(Written problem) Reproduce every line of the material below without changing a single character.

(Supplied data)
──────────────────────────────
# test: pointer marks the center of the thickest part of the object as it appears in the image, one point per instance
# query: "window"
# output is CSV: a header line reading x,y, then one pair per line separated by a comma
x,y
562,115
──────────────────────────────
(Response)
# test: pointer marks the center of the thickest part of the object as it appears in the image, one point per instance
# query: "window"
# output is CSV: a header line reading x,y, then one pair per line separated by a comma
x,y
562,115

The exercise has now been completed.